#### Soal Latihan
Lanjutkan bacaan tentang LMX dan keadilan organisasional di bawah ini, mulai setelah kalimat terakhirnya.

Model pengembangan LMX menyatakan bahwa pembedaan kelompok
kerja menjadi in-group dan out-group memiliki implikasi bagi munculnya
keadilan organisasional (Scandura, 1999). Menurut Kabanoff dan Meindl, ide
bahwa beberapa bawahan diperlakukan lebih baik daripada yang lain adalah
inkonsisten dengan norma equality. Graen dan Uhl-Bien menyatakan bahwa riset
empiris yang mempelajari terus menerus telah mendokumentasikan perbedaan
dalam kualitas hubungan, dan hasilnya lebih menguntungkan anggota in-group.
Hasil tersebut relevan dengan konsep keadilan organisasional karena anggota out-
group mungkin melihat pemimpin mereka memperlakukan mereka dengan tidak
adil.
Keadilan organisasional menggambarkan persepsi keadilan individu (atau
kelompok) terhadap perlakuan yang diterima dari organisasi dan reaksi
keperilakuan mereka terhadap persepsi tersebut (James, 1993 dalam Lam et al.,
2002). Konseptualisasi dua dimensional keadilan yang secara luas masih menjadi
sebuah literatur, yaitu keadilan distributif yang berkenaan dengan keadilan
persepsian pada outcome yang diterima karyawan dan keadilan prosedural yang
28
menggambarkan keadilan persepsian pada prosedur yang digunakan untuk
menentukan outcome tersebut (Lam et al., 2002).
Hubungan LMX kualitas tinggi (in-group) merupakan bukti keberhasilan
pengembangan kepercayaan yang terus menerus antara pemimpin dan anggota.
Kualitas LMX yang dibangun tersebut akan mempengaruhi persepsi anggota pada
keadilan didalam organisasi. Anggota in-group memandang tempat kerja lebih
adil daripada anggota out-group.

#### Data mentah
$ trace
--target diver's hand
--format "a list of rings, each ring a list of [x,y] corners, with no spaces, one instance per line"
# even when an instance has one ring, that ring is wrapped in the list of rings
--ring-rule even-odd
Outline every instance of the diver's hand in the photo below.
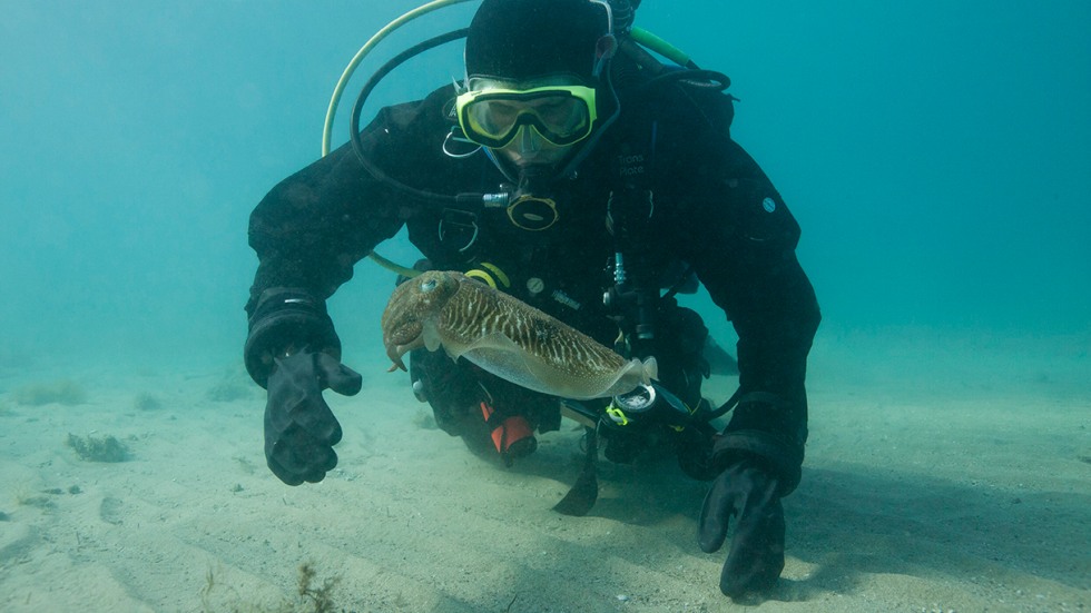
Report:
[[[333,446],[341,441],[341,424],[322,390],[352,396],[360,392],[361,377],[323,352],[302,350],[274,363],[265,405],[265,458],[288,485],[318,483],[337,465]]]
[[[701,508],[698,543],[706,553],[720,548],[736,517],[731,551],[720,574],[720,591],[736,599],[773,587],[784,570],[784,507],[777,477],[743,457],[712,482]]]

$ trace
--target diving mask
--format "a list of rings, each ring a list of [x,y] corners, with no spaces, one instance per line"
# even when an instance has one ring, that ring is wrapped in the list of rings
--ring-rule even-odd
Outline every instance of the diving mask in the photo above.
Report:
[[[493,149],[505,147],[523,126],[551,145],[567,147],[590,136],[597,119],[594,88],[584,86],[466,91],[455,108],[465,137]]]

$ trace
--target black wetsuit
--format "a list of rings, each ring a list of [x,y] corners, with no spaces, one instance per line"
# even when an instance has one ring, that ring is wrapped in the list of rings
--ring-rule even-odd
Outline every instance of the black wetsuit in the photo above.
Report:
[[[607,207],[611,192],[637,185],[651,191],[655,204],[648,238],[637,249],[645,277],[658,278],[672,263],[687,263],[738,333],[744,402],[727,427],[728,447],[765,457],[790,491],[803,461],[806,359],[819,319],[795,256],[799,228],[757,164],[727,136],[723,118],[714,126],[707,115],[717,111],[695,102],[695,96],[707,99],[707,93],[677,85],[655,95],[621,93],[620,117],[577,176],[554,186],[559,219],[547,230],[517,228],[503,208],[474,215],[407,198],[365,171],[348,146],[288,177],[250,218],[250,246],[261,259],[247,305],[252,336],[277,328],[263,325],[278,316],[277,309],[266,312],[259,303],[294,291],[321,304],[352,277],[353,265],[405,225],[433,268],[465,271],[489,263],[509,276],[510,294],[612,344],[618,326],[602,296],[612,284],[617,244],[607,228]],[[729,105],[715,96],[718,105]],[[443,151],[455,125],[453,97],[446,87],[422,101],[383,109],[365,128],[364,147],[390,176],[417,189],[499,191],[507,180],[483,152],[456,159]],[[661,309],[659,337],[678,344],[685,335],[671,326],[690,324],[685,316],[679,324],[670,313],[678,309]],[[288,328],[275,334],[291,336]],[[332,328],[317,335],[336,338]],[[670,356],[657,358],[669,383]],[[256,364],[252,356],[247,362]],[[261,379],[255,368],[252,374]]]

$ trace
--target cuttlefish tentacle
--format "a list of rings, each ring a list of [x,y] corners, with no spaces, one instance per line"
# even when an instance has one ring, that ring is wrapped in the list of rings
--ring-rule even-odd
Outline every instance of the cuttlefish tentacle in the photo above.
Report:
[[[430,271],[391,296],[383,340],[394,362],[424,346],[464,357],[529,389],[573,399],[612,396],[656,378],[653,358],[626,360],[591,337],[460,273]]]

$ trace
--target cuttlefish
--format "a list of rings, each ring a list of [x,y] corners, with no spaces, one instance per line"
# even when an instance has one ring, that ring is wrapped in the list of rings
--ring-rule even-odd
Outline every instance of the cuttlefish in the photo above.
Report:
[[[442,347],[528,389],[572,399],[616,396],[656,378],[655,358],[626,359],[541,310],[461,273],[432,270],[394,289],[383,344],[402,356]]]

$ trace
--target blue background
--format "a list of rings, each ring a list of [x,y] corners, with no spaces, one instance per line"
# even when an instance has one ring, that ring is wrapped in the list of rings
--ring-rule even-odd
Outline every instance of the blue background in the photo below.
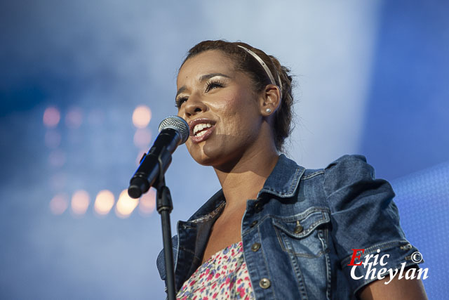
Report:
[[[429,299],[445,299],[449,4],[368,2],[1,2],[0,298],[164,298],[159,215],[136,209],[121,219],[113,209],[100,218],[93,201],[105,189],[116,201],[147,147],[133,143],[134,109],[150,107],[154,138],[176,112],[187,51],[226,39],[274,55],[296,75],[290,157],[319,168],[360,153],[391,182],[404,230],[429,268]],[[48,107],[61,114],[54,129],[43,123]],[[76,128],[65,122],[74,109]],[[46,145],[49,132],[61,136],[55,149]],[[166,179],[172,228],[220,188],[184,146]],[[85,214],[51,213],[55,195],[79,190],[91,197]]]

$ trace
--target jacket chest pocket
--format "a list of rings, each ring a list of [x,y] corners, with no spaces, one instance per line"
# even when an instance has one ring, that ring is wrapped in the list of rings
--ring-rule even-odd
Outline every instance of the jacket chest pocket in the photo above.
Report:
[[[311,207],[295,216],[274,218],[273,225],[281,247],[290,254],[314,258],[328,252],[327,208]]]

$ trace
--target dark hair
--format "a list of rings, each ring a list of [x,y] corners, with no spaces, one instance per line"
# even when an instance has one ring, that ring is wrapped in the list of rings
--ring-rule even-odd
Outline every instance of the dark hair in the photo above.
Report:
[[[292,77],[290,70],[281,65],[274,56],[268,56],[262,50],[252,47],[248,44],[240,41],[229,42],[224,40],[203,41],[193,46],[182,62],[182,65],[189,59],[201,52],[208,50],[220,50],[235,63],[237,70],[246,73],[254,84],[255,91],[259,93],[272,82],[268,74],[260,63],[253,56],[239,47],[242,46],[255,53],[269,68],[276,84],[282,86],[282,99],[274,118],[274,142],[279,151],[282,151],[285,139],[291,133],[291,122],[293,116],[293,96],[292,95]],[[181,65],[181,66],[182,65]],[[279,74],[279,77],[278,77]],[[281,79],[281,83],[278,82]]]

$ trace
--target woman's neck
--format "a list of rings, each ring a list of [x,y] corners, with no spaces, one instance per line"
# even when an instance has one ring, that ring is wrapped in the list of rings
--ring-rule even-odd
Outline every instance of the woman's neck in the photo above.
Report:
[[[243,209],[246,200],[256,199],[279,159],[275,148],[242,156],[231,168],[214,168],[226,199],[224,211]]]

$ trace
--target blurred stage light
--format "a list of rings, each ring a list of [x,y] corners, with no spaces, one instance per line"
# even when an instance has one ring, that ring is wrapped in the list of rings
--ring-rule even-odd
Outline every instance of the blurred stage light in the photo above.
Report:
[[[64,194],[58,194],[50,201],[50,211],[53,214],[62,214],[68,207],[68,197]]]
[[[142,216],[149,216],[156,207],[156,190],[153,188],[140,198],[139,202],[139,213]]]
[[[114,206],[115,199],[114,194],[107,190],[103,190],[98,193],[93,206],[94,211],[99,216],[105,216],[110,211]]]
[[[72,107],[65,116],[65,124],[72,129],[79,128],[83,122],[83,112],[81,108]]]
[[[133,199],[128,195],[128,190],[123,190],[119,197],[115,206],[115,213],[119,218],[128,218],[139,204],[138,199]]]
[[[62,167],[65,164],[65,154],[60,150],[51,151],[48,155],[48,163],[52,167]]]
[[[76,215],[86,214],[91,198],[85,190],[77,190],[72,197],[72,211]]]
[[[139,129],[134,133],[134,145],[139,149],[147,148],[152,141],[152,132],[146,128]]]
[[[61,144],[61,134],[55,130],[48,130],[45,133],[45,145],[51,149],[55,149]]]
[[[152,111],[148,106],[138,106],[133,112],[133,124],[137,128],[145,128],[151,119]]]
[[[43,112],[43,124],[47,127],[55,127],[61,119],[61,115],[58,108],[51,106]]]

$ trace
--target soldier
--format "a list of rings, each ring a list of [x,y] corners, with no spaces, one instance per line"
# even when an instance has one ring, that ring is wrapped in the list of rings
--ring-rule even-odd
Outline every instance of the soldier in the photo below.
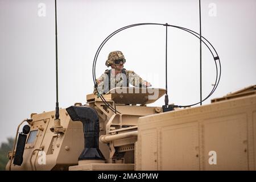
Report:
[[[123,68],[125,62],[126,60],[122,52],[116,51],[109,53],[105,64],[108,67],[110,66],[112,69],[106,69],[96,80],[99,94],[105,94],[115,87],[129,87],[129,84],[135,87],[151,86],[149,82],[143,80],[134,71]],[[97,94],[95,87],[93,93]]]

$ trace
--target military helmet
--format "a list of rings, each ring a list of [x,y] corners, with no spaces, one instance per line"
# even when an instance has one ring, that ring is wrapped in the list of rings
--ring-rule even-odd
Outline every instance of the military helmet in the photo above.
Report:
[[[106,61],[106,63],[105,64],[109,67],[112,64],[115,64],[114,61],[118,60],[121,60],[123,61],[123,64],[125,63],[125,56],[123,56],[122,52],[119,51],[113,51],[109,53],[108,60]]]

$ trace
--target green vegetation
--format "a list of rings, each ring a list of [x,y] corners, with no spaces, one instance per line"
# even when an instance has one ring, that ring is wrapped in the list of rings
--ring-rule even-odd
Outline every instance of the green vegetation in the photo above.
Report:
[[[7,156],[8,152],[13,150],[14,138],[8,138],[7,142],[2,143],[0,147],[0,171],[5,170],[5,166],[9,159]]]

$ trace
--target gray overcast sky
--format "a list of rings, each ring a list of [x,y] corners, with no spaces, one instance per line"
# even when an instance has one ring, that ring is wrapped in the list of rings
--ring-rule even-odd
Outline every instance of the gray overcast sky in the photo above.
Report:
[[[45,16],[38,15],[40,3],[46,6]],[[201,17],[202,35],[216,49],[222,71],[216,91],[204,102],[208,104],[210,99],[256,84],[256,1],[202,0]],[[59,0],[57,18],[59,99],[62,107],[85,104],[86,95],[93,91],[94,56],[101,43],[115,30],[151,22],[168,23],[199,32],[198,0]],[[55,109],[54,1],[0,0],[0,26],[1,142],[14,136],[18,125],[31,113]],[[168,28],[168,48],[170,102],[188,105],[199,101],[199,40]],[[164,27],[137,27],[115,35],[99,55],[97,76],[107,69],[105,61],[114,50],[123,52],[127,69],[134,71],[153,87],[165,87]],[[214,82],[214,67],[203,46],[203,96]],[[151,105],[163,104],[163,97]]]

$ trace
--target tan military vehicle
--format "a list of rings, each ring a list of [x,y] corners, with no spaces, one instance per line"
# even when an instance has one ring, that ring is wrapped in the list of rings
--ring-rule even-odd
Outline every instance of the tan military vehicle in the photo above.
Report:
[[[6,170],[256,169],[256,85],[164,113],[147,106],[164,89],[123,89],[104,95],[118,113],[92,94],[59,120],[55,111],[31,114]]]

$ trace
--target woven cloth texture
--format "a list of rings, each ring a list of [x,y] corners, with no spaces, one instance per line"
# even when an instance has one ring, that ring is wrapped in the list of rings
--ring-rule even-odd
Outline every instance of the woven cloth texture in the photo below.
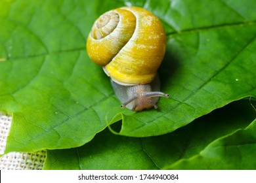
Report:
[[[0,154],[5,152],[11,123],[11,116],[0,113]],[[40,170],[45,155],[44,150],[35,153],[9,153],[0,158],[0,170]]]

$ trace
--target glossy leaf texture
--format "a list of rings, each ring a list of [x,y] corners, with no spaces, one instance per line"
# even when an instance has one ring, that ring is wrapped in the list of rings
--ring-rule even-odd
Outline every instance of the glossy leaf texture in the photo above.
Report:
[[[105,130],[83,146],[47,150],[44,169],[255,169],[255,117],[244,100],[164,135],[132,138]]]
[[[122,135],[166,134],[255,97],[256,3],[246,1],[1,0],[0,110],[13,116],[5,153],[80,146],[114,123]],[[120,108],[86,53],[94,21],[125,5],[151,10],[167,32],[159,75],[171,97],[158,110]]]

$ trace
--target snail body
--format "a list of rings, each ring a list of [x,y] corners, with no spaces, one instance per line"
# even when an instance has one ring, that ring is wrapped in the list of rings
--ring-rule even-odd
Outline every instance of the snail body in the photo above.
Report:
[[[111,78],[122,107],[134,110],[157,108],[157,70],[165,52],[166,37],[159,19],[139,7],[108,11],[95,22],[87,39],[87,53]]]

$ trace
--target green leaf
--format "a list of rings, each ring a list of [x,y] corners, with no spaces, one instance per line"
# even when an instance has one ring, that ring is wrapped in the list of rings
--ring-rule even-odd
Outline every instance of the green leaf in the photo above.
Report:
[[[256,104],[255,102],[252,103]],[[131,138],[115,135],[105,130],[81,147],[47,150],[44,169],[162,169],[171,164],[175,165],[181,159],[201,154],[201,152],[205,151],[209,146],[215,143],[212,142],[213,141],[221,141],[226,138],[223,137],[229,137],[229,134],[238,129],[246,127],[255,119],[255,110],[249,101],[244,100],[215,110],[189,125],[164,135]],[[254,131],[251,133],[252,131]],[[247,139],[253,141],[249,137]],[[228,162],[224,168],[244,169],[251,169],[253,166],[256,168],[255,158],[251,158],[249,163],[247,162],[254,156],[256,146],[251,146],[254,148],[247,149],[247,154],[244,154],[242,157],[238,157],[238,160],[241,162],[240,167],[237,167],[236,161],[234,161]],[[214,150],[209,150],[208,153],[211,153],[212,156],[218,156],[218,152]],[[226,157],[221,157],[219,159],[212,159],[211,162],[213,164],[225,161],[224,158]],[[198,165],[196,161],[192,162],[191,165],[194,164]],[[205,165],[202,163],[201,166]],[[196,168],[195,166],[191,169]]]
[[[178,161],[170,169],[253,169],[256,168],[256,120],[207,146],[199,154]]]
[[[80,146],[110,124],[132,137],[160,135],[215,108],[256,96],[255,1],[0,1],[0,110],[13,122],[5,153]],[[86,39],[105,11],[138,5],[163,22],[158,110],[119,108]],[[214,7],[214,8],[209,8]]]

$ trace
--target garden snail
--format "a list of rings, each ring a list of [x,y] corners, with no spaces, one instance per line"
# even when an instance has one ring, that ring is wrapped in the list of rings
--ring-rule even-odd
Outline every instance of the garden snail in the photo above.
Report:
[[[157,70],[165,52],[163,27],[152,12],[139,7],[121,7],[101,15],[89,35],[89,58],[111,78],[121,107],[142,110],[158,107]]]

#### Jawaban Benar
Sikap yang merupakan reaksi karyawan terhadap perlakuan organisasi
diantaranya ditunjukkan dalam bentuk kepuasan kerja dan komitmen
organisasional. Sebagai suatu sikap, konsep komitmen organisasional berbeda
dengan kepuasan kerja. Komitmen dipandang lebih global, yang merupakan
perefleksian respon afektif umum pada organisasi, sedangkan kepuasan kerja
lebih menekankan pada lingkungan tugas yang lebih spesifik yang mana
karyawan melakukan tanggung jawabnya (Lam et al., 1998). Komitmen afektif
sebagai proses attitudinal melihat orang berfikir mengenai hubungan mereka
dengan organisasi dalam hal value dan goal congruency. Tingkat individual goal
dan value menyatu dengan organisasi dihipotesiskan mempengaruhi secara
langsung hasrat individu untuk tetap berada di organisasi. Karyawan dengan
komitmen afektif yang kuat akan tetap berada di dalam organisasi karena
menginginkannya.
Beberapa akademisi berargumentasi bahwa keadilan distributif
berpengaruh lebih spesifik yaitu pada person-referenced outcome seperti
kepuasan dengan kenaikan gaji atau evaluasi kinerja. Sedangkan Keadilan
29
prosedural berpengaruh lebih spesifik pada evaluasi sistem dan kekuasaan yang
lebih umum (Greenberg, 1990; serta Lind dan Tyler, 1988 dalam Colquitt, 2001).
Konsisten dengan prediksi tersebut, Mc Farlin dan Sweeney (1992), dalam
Colquitt (2001) menemukan bahwa keadilan distributif adalah prediktor yang
lebih baik two "personal outcomes" (kepuasan pembayaran dan kepuasan kerja),
dan keadilan prosedural menjadi prediktor yang lebih baik pada two
"organizational outcomes" (komitmen organisasional dan evaluasi bawahan
terhadap atasan). Didukung oleh beberapa penelitian yang menunjukkan adanya
hubungan positif antara keadilan organisasional dan kepuasan kerja (Pillai et al,
1999).
Menurut Graen dan Uhl-Bien (1995) terdapat tiga domain menjadi dasar
dalam membangun hubungan pada LMX yaitu respect, trust dan obligation.
Hubungan antar atasan dan bawahan tidak dapat terbentuk tanpa adanya saling
menghormati (respect) terhadap kemampuan orang lain, tanpa adanya rasa
percaya yang timbal balik dengan yang lain, dan tidak memperkirakan bahwa
pengaruh kewajiban akan berkembang menjadi suatu hubungan kerja.
Teori LMX mengkonseptualisasikan kepemimpinan sebagai sebuah proses
yang dipusatkan pada interaksi antara pemimpin dan anggotanya. Yukl (1998)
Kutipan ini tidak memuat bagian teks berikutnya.